Testo della pagina –
══════════════════════════════
Alla scansione delle chat degli utenti si sono opposti non solo Mullvad ma anche, tra i tanti, ProtonMail e Tutanota che evidenzia come la Germania si sia messa di traverso descrivendo il provvedimento “un mostro di sorveglianza senza precedenti che viola i diritti fondamentali“.
Cos’è Mullvad e perché critica Chat Control 2.0
Mullvad è un servizio VPN (Virtual Private Network) che offre agli utenti una connessione Internet sicura e privata. Come abbiamo spiegato nell’articolo su cos’è una VPN, anche Mullvad consente – come altri servizi della stessa categoria – di creare una connessione crittografata tra il proprio dispositivo e un server VPN remoto. Tutti i dati trasmessi attraverso questa connessione sono cifrati, il che significa che sono protetti da eventuali occhi indiscreti.
══════════════════════════════
Dati archiviati
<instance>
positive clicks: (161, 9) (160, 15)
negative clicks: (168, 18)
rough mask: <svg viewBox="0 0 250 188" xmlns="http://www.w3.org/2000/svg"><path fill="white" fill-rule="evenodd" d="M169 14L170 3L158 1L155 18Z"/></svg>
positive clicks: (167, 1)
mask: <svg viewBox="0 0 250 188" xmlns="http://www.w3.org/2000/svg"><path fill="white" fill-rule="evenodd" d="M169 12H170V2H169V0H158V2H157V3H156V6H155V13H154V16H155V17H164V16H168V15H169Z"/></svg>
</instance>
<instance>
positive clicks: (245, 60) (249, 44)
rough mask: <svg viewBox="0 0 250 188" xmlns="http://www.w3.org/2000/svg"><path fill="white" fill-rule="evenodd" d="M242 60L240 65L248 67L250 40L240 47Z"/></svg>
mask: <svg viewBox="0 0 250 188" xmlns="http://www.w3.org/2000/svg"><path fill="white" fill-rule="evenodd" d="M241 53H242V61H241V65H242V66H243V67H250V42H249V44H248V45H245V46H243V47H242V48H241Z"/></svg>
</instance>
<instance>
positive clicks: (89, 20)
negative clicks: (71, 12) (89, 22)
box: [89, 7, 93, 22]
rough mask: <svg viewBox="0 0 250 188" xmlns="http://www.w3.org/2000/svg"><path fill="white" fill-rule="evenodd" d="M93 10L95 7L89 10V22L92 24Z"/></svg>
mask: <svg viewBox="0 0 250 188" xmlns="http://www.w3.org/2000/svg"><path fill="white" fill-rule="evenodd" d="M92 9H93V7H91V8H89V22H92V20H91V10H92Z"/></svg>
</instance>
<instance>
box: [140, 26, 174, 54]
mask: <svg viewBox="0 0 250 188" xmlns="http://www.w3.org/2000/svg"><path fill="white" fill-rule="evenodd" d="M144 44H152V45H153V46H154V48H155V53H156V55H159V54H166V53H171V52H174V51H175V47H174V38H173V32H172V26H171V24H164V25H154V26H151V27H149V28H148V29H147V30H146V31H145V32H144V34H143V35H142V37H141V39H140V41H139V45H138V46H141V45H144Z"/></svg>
══════════════════════════════
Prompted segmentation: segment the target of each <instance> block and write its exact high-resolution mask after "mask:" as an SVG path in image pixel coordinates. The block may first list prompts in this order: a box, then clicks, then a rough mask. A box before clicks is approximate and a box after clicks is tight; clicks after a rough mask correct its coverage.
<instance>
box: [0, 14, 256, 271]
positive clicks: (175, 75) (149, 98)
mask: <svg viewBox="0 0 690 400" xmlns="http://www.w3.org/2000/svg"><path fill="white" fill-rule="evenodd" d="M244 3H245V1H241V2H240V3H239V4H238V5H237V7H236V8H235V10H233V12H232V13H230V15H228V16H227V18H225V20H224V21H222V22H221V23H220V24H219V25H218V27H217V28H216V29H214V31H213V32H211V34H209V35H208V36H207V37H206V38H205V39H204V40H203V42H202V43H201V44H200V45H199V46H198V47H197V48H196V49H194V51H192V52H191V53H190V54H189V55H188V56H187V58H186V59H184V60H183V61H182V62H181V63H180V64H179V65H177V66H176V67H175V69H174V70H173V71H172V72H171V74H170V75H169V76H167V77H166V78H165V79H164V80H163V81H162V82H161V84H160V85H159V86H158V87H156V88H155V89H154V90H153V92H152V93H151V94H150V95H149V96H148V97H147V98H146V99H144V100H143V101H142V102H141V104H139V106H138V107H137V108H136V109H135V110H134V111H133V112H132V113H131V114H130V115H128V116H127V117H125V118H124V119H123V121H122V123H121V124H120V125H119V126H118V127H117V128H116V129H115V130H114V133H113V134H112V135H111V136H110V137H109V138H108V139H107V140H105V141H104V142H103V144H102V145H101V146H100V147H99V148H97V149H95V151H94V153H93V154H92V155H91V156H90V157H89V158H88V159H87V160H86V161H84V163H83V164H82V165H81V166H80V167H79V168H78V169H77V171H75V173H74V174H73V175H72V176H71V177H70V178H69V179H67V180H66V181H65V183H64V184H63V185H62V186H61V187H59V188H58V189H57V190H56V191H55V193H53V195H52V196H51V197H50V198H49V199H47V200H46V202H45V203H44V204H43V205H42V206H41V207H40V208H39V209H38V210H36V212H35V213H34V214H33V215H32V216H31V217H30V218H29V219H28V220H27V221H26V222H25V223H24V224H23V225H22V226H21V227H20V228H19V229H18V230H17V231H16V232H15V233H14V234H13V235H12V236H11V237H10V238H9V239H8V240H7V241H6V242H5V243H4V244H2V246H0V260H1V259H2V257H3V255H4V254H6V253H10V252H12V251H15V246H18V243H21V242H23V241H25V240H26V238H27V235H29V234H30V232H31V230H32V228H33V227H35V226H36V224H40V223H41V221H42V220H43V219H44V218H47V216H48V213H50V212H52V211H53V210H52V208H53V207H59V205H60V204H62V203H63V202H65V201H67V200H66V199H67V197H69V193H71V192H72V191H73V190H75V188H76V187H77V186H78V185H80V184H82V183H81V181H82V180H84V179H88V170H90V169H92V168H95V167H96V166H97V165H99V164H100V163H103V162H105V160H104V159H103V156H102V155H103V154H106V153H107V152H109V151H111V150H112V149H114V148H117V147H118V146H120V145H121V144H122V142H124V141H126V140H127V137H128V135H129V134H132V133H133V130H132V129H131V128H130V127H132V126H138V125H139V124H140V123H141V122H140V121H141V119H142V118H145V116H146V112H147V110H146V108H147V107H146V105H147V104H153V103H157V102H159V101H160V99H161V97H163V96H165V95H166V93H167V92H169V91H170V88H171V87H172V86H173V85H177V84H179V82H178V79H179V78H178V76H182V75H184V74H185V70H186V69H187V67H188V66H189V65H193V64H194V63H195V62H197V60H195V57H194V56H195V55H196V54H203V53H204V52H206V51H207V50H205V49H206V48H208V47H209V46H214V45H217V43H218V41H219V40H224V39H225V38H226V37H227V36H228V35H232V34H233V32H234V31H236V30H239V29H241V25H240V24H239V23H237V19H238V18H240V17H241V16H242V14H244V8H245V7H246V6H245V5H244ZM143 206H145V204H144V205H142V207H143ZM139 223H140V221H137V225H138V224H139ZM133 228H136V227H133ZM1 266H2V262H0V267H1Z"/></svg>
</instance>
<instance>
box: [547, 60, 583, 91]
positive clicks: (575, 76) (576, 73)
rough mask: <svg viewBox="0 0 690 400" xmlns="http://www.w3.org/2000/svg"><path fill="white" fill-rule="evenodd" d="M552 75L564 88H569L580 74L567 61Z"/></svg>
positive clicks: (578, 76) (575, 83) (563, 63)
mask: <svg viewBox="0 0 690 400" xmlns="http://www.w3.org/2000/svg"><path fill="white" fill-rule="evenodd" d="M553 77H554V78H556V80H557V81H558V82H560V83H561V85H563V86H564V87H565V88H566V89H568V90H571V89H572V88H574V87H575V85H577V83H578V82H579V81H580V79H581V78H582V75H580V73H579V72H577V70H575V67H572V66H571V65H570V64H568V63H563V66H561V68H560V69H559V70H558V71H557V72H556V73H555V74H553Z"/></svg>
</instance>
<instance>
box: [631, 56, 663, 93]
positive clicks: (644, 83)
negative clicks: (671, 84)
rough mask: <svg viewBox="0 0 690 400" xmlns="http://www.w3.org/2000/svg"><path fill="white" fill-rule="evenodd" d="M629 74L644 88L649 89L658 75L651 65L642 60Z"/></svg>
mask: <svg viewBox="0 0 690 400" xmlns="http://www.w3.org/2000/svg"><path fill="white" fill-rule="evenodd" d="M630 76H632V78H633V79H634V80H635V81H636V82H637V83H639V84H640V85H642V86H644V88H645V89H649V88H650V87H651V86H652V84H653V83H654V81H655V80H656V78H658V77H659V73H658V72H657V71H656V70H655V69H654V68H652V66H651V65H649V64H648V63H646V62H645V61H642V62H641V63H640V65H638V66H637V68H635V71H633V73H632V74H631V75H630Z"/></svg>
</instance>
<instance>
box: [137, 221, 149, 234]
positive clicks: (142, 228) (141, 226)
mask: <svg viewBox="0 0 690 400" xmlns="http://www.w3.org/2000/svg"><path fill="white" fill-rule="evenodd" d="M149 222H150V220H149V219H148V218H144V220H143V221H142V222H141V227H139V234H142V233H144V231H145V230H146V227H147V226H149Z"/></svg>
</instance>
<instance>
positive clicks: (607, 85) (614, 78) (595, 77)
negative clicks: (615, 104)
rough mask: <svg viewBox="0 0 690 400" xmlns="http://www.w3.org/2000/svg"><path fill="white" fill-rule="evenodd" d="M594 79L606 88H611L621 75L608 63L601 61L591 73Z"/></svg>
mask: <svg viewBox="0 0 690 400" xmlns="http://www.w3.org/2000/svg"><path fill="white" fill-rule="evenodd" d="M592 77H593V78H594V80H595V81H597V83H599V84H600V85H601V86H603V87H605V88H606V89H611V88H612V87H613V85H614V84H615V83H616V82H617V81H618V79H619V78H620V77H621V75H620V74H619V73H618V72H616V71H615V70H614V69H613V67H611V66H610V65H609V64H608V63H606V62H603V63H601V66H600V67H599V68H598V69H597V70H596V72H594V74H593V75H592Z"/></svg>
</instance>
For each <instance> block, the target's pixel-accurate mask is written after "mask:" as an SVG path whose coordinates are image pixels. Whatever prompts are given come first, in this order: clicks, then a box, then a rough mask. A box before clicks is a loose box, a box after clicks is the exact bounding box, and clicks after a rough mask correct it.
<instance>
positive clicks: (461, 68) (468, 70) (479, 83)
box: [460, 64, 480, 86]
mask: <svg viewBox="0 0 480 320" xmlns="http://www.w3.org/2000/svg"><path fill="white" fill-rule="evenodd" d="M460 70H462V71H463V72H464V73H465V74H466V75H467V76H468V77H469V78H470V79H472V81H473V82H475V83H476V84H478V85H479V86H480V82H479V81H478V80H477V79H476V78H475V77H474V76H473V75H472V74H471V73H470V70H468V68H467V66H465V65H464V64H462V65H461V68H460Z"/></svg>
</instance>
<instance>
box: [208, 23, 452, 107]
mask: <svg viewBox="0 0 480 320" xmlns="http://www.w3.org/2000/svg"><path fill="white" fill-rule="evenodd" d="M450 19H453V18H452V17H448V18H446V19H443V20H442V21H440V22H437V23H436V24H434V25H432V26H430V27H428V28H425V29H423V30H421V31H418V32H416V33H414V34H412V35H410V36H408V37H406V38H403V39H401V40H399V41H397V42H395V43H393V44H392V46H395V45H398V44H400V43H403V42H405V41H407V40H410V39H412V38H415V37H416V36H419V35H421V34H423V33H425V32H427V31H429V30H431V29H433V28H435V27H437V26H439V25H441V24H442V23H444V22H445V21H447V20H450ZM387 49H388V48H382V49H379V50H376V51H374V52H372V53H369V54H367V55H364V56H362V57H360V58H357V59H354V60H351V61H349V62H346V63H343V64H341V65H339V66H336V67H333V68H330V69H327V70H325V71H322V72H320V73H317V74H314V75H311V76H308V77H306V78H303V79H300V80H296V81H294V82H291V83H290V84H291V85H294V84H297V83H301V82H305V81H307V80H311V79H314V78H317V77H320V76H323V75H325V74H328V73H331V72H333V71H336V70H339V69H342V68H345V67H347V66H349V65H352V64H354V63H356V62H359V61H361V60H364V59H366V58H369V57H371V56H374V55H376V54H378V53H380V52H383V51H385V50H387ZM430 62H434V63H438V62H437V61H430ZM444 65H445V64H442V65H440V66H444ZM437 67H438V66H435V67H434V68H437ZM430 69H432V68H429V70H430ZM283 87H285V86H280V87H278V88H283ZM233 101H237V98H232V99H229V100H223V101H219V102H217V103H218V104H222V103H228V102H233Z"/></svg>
══════════════════════════════
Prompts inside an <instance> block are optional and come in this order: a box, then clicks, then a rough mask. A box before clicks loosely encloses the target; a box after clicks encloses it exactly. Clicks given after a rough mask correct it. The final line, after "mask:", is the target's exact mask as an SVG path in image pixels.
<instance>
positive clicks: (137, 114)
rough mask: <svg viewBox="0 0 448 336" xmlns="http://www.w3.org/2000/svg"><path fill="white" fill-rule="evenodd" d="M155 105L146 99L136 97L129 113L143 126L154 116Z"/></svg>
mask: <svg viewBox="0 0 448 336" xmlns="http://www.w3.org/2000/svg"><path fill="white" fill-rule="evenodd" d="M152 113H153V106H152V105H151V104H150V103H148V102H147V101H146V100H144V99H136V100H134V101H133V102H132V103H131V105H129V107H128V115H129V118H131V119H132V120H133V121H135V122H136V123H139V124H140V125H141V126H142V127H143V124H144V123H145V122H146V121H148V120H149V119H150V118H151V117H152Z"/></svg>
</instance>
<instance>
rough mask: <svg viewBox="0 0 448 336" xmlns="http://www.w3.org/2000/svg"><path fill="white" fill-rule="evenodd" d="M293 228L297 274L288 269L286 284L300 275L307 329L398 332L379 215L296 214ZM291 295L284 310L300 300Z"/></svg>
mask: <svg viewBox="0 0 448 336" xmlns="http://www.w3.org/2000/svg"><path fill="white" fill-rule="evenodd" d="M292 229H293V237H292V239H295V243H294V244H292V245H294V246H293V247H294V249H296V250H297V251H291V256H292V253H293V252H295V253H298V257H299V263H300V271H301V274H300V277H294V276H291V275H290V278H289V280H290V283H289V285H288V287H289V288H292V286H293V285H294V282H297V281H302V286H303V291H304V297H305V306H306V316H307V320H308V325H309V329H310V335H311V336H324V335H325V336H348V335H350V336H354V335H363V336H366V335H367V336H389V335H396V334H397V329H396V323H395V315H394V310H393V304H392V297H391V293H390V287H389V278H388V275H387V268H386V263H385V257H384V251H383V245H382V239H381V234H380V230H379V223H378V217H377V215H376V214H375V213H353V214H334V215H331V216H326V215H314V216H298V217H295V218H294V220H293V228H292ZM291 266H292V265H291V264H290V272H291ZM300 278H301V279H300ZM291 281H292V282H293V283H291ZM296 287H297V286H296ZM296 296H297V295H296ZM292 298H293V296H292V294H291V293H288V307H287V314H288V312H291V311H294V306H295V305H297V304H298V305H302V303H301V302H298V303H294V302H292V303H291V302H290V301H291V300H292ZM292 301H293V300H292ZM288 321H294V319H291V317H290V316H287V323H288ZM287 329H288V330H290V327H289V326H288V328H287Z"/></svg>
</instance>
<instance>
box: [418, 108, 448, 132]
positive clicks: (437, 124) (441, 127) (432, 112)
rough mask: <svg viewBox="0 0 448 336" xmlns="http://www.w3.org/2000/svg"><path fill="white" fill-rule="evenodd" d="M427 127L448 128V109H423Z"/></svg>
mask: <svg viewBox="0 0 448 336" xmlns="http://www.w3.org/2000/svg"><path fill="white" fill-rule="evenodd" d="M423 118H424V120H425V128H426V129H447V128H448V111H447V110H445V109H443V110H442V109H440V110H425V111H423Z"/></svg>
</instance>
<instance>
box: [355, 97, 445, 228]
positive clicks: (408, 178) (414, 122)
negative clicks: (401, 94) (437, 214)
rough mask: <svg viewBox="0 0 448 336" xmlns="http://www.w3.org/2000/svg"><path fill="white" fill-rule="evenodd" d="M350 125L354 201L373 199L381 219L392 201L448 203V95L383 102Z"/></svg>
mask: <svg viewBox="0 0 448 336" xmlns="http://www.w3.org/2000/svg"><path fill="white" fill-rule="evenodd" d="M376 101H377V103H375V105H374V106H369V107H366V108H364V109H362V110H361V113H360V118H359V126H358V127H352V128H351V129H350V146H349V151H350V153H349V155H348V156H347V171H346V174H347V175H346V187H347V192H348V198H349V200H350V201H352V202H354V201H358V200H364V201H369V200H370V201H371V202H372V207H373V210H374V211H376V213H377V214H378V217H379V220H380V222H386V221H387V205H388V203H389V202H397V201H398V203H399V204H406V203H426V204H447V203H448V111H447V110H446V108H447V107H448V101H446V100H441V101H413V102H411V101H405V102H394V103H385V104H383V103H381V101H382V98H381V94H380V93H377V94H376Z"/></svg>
══════════════════════════════
Elenco attività –
1. Traduci in inglese questa frase del testo su Mullvad: "Tutti i dati trasmessi attraverso questa connessione sono cifrati, il che significa che sono protetti da eventuali occhi indiscreti."
2. Prosegui il testo su Mullvad e Chat Control 2.0 a partire dalla sua ultima frase.
Le voci non hanno alcun legame con il testo della pagina.

Risposte per numero –
1. All data transmitted through this connection is encrypted, which means it is protected from any prying eyes.

2.
Con le soluzioni VPN come Mullvad, che ha il suo “quartier generale” in Svezia, gli utenti possono superare eventuali censure (a qualunque livello esse siano state imposte), superare eventuali limitazioni geografiche, proteggere tutto il traffico (anche i dati originariamente non cifrati dalle rispettive app) grazie all’utilizzo di un tunnel crittografato e permettere agli utenti di raggiungere i server remoti con un indirizzo IP pubblico diverso da quello assegnato dall’operatore di telecomunicazioni locale.
Mullvad sostiene che in una società che cerca sempre più di limitare il diritto alla privacy, l’utilizzo di una VPN facile, rapida e affidabile è il primo passo per garantirsi protezione. Ed è quindi tra i promotori più decisi e motivati di una campagna contro l’adozione delle nuove disposizioni decise in Europa in materia di controllo delle chat.
In un lungo articolo dal titolo “la Commissione Europea non comprende cosa c’è scritto nella sua stessa normativa sul controllo delle chat” scagliandosi senza mezzi termini contro Ylva Johansson, commissaria europea responsabile del disegno di legge.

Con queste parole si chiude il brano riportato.